_Tarea_
Reescribe únicamente la parte de los registros que va desde su comienzo hasta la línea que contiene "125, 102, 208, 114", ambos extremos incluidos y con las solicitudes. Desplaza cada coordenada de los recuadros de las respuestas sumándole -126.

(Filas de un conjunto de datos de etiquetado de recuadros)
---

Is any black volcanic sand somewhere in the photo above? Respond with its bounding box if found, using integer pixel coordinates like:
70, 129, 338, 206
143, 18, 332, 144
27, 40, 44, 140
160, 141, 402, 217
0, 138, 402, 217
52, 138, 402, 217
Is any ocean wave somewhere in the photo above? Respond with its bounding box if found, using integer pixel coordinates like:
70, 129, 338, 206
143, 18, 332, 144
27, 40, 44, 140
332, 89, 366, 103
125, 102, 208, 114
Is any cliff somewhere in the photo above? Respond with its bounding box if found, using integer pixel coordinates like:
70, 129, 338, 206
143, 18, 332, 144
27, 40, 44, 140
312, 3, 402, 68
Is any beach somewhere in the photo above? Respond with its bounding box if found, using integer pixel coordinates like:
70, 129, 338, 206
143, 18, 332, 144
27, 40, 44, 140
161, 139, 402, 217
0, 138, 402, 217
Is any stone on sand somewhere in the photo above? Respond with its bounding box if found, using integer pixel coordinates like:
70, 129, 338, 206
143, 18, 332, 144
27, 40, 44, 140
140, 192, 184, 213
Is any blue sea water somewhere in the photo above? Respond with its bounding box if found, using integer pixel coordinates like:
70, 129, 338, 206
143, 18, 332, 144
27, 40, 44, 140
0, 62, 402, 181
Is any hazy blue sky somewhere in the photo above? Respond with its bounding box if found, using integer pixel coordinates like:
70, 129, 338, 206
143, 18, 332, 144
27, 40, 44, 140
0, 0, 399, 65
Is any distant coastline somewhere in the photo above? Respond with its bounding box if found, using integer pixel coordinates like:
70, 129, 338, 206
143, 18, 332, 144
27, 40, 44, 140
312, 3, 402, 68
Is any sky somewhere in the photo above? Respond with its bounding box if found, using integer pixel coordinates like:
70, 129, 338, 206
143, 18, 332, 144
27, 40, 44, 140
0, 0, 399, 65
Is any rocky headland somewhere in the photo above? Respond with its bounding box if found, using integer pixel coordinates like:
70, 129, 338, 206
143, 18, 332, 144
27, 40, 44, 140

---

_Respuesta a la tarea_
Is any black volcanic sand somewhere in the photo above? Respond with its bounding box if found, using integer pixel coordinates like:
70, 129, 338, 206
143, 18, 332, 144
27, 40, 44, 140
34, 15, 276, 91
-126, 12, 276, 91
-74, 12, 276, 91
Is any ocean wave somewhere in the photo above? Respond with its bounding box if found, using integer pixel coordinates like:
70, 129, 338, 206
143, 18, 332, 144
27, 40, 44, 140
206, -37, 240, -23
-1, -24, 82, -12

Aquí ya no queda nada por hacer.